● **Excerpted text**:
▼
Why is the Ksar of Ait-Ben-Haddou a UNESCO World Heritage site?

A ksar is a traditional North African fortified village. Once found throughout southern Morocco, few ksour remain in their original form because they are so difficult to maintain using traditional materials. That’s what makes the Ksar of Ait-Ben-Haddou unique: it’s a reasonably well-preserved example that includes almost no modern building materials. It also includes examples of all of the structures once found in villages of this type. As such, UNESCO describes it as “a perfect synthesis of earthen architecture of the pre-Saharan regions of Morocco.”

A detail of a few of the buildings: red earthen walls, very rectangular facades with few windows. Buildings are set right up next to each other.

What can you expect on a visit to Ait-Ben-Haddou?

While not exactly a maze, Ait-Ben-Haddou is a rather confusing collection of alleyways, plazas, and stairs. Some parts are well-maintained; others are ruins. If you’re not on a schedule, it’s a great place to just wander and see what you find. Plazas and streets near main access points often house shops and street artists. The few family homes that remain are scattered throughout the site.

Many of the few families that still live here give tours of their homes for a small fee. Most are very basic homes, but they provide a lot of insight into modern life in old Moroccan villages. (You’ll also likely see lots of movie posters from the Gladiator, one of the many movies shot here since the 1960s.) It’s also worth finding the old mosque where someone is usually available to take you inside. The granary at the very top of the hill is also worth visiting for great views into the ksar and of surrounding countryside.

A view in an alley in the Ksar of Ait-Ben-Haddou: earthen walls, stone floor, and a section of a building that reaches over the alley shows wooden beams support it.

Is the Ksar of Ait-Ben-Haddou worth visiting?

Every visitor to Morocco should have Ait-Ben-Haddou on their itinerary, but not just to see this UNESCO site. Southern Morocco is riddled with ksour and kasbahs (a palace or the home of a wealthy person that may or may not be within a ksar). Although many are either badly neglected or updated using modern materials, they still say “Morocco” like few other buildings. Take time to visit a few to see how this old form of living is being transformed to meet modern expectations.

Day trips from Marrakesh often only allow an hour here. That’s enough time to make a quick run through a good portion of the site.

Fans of traditional architecture and other visitors who want more time at the site can travel independently and spend the night in the modern town here; stay in nearby Ourzazate and take a taxi or book a tour from there; or book a multi-day tour with an overnight stop in the area. These options also allow time to visit other ksour and kasbahs in the area.

A cluster of red earth buildings with few windows, on the side of a hill. Decorative features carved around the tops of the buildings. Above them, on top of the hill, stone walls of a fortress.

Film buffs will want to visit Ourzazate, where both a fully restored kasbah and the Atlas Film Studio offer tours.
▲
● **Given request 1**:
Answer these questions using the Ait-Ben-Haddou text.
(a) How does UNESCO describe the Ksar of Ait-Ben-Haddou?
(b) How much time do day trips from Marrakesh often allow at the site?
(c) Which two places in Ourzazate offer tours?
● **Given request 2**: Transcribe the Ait-Ben-Haddou text, starting at "A detail of" and ending at "throughout the site.".

● **Supplied entries**:
▼
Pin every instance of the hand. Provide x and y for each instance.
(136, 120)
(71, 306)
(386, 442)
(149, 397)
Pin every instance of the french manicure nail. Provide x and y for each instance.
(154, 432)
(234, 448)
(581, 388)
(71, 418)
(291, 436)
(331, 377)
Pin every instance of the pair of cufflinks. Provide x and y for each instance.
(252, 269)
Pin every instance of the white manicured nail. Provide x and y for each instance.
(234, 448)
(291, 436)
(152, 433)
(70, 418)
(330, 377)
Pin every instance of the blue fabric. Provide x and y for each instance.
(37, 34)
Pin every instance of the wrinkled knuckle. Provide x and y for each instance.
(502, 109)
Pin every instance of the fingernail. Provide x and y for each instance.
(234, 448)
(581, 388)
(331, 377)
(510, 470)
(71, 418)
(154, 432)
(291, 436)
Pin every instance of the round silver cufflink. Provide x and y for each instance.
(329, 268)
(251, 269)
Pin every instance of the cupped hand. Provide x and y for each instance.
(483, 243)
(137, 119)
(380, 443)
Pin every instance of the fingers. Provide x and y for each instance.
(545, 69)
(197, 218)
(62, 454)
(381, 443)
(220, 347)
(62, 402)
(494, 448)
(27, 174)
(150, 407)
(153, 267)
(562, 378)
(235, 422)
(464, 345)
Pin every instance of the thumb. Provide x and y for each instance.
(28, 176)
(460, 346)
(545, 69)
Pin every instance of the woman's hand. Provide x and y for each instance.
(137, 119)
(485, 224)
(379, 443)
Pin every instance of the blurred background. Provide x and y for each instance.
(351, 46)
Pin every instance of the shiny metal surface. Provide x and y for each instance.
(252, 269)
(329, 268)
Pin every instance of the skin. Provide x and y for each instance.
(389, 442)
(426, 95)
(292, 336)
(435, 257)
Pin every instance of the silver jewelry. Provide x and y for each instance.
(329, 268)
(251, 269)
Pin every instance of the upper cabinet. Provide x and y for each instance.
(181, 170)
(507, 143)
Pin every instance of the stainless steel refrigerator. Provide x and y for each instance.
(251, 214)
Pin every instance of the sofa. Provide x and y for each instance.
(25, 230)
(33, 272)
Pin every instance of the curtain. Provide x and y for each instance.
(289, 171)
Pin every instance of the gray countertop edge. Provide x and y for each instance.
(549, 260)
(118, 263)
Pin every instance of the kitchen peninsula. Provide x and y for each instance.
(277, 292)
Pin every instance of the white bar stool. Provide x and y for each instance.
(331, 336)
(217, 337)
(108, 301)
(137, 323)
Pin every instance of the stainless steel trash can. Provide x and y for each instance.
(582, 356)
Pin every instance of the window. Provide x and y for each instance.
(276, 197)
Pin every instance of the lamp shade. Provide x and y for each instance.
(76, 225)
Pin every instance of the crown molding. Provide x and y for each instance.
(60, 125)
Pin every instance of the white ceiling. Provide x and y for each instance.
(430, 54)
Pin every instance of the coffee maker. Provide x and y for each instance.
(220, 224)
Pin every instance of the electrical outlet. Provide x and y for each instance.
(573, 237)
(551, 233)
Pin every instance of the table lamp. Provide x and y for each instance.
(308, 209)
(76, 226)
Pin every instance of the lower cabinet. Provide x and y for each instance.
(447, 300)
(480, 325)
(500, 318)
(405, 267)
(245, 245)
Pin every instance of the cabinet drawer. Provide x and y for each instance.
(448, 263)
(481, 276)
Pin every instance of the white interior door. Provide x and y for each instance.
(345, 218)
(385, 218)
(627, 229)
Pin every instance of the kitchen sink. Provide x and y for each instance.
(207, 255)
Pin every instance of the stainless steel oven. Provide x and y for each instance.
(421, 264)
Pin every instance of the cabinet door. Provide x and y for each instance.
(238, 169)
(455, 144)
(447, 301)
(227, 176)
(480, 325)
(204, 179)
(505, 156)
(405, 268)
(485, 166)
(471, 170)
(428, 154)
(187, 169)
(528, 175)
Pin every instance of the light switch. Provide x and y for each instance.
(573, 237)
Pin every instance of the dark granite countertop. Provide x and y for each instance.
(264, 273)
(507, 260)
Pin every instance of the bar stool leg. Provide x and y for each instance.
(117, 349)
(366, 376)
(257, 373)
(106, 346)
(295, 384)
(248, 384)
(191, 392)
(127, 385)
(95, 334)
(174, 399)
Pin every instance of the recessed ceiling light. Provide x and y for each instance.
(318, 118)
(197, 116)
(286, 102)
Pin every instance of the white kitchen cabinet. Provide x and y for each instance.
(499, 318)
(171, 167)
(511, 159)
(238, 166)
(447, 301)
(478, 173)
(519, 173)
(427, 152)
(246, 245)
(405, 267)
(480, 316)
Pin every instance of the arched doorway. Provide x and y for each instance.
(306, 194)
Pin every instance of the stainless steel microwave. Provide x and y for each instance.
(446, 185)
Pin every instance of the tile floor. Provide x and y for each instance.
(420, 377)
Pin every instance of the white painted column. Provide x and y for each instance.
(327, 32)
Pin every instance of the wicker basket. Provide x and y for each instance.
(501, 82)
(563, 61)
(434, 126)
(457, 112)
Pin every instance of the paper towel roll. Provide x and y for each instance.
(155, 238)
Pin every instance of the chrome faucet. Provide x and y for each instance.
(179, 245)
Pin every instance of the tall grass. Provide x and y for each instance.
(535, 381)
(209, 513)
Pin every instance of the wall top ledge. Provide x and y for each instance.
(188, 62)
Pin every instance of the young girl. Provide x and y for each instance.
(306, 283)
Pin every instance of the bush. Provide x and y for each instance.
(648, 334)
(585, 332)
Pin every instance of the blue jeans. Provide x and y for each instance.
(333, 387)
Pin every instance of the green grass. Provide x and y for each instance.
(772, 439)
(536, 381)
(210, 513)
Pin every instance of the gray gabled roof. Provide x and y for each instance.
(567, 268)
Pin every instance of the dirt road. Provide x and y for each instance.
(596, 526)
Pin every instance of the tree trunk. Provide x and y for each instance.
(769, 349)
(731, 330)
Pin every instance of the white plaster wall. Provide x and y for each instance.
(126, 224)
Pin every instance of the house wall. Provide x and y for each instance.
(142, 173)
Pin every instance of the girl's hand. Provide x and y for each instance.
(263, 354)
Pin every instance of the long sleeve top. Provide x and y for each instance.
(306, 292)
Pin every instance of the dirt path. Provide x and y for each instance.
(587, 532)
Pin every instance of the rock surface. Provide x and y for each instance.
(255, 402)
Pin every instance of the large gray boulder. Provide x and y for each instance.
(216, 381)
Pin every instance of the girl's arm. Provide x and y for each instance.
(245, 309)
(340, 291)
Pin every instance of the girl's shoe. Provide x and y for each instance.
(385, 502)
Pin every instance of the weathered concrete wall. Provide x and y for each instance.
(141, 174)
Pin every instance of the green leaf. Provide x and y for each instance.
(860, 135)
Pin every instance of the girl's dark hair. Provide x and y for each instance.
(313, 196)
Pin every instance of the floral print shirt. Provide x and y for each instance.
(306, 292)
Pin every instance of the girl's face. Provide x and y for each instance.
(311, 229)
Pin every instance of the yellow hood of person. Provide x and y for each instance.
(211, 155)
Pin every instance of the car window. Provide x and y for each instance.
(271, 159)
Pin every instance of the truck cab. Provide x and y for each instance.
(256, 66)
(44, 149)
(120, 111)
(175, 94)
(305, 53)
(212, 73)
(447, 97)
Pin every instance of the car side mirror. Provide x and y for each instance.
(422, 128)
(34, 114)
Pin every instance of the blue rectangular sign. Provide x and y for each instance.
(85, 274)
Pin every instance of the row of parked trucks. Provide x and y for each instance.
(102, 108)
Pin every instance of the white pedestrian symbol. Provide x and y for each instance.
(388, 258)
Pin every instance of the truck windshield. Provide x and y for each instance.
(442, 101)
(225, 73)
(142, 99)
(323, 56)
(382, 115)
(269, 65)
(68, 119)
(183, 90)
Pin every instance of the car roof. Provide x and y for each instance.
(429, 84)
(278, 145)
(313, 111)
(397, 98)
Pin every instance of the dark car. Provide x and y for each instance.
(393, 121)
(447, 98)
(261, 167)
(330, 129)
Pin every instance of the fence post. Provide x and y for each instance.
▲
● **Response 1**:
(a) As "a perfect synthesis of earthen architecture of the pre-Saharan regions of Morocco."
(b) Often only an hour.
(c) A fully restored kasbah and the Atlas Film Studio.

● **Response 2**:
A detail of a few of the buildings: red earthen walls, very rectangular facades with few windows. Buildings are set right up next to each other.

What can you expect on a visit to Ait-Ben-Haddou?

While not exactly a maze, Ait-Ben-Haddou is a rather confusing collection of alleyways, plazas, and stairs. Some parts are well-maintained; others are ruins. If you’re not on a schedule, it’s a great place to just wander and see what you find. Plazas and streets near main access points often house shops and street artists. The few family homes that remain are scattered throughout the site.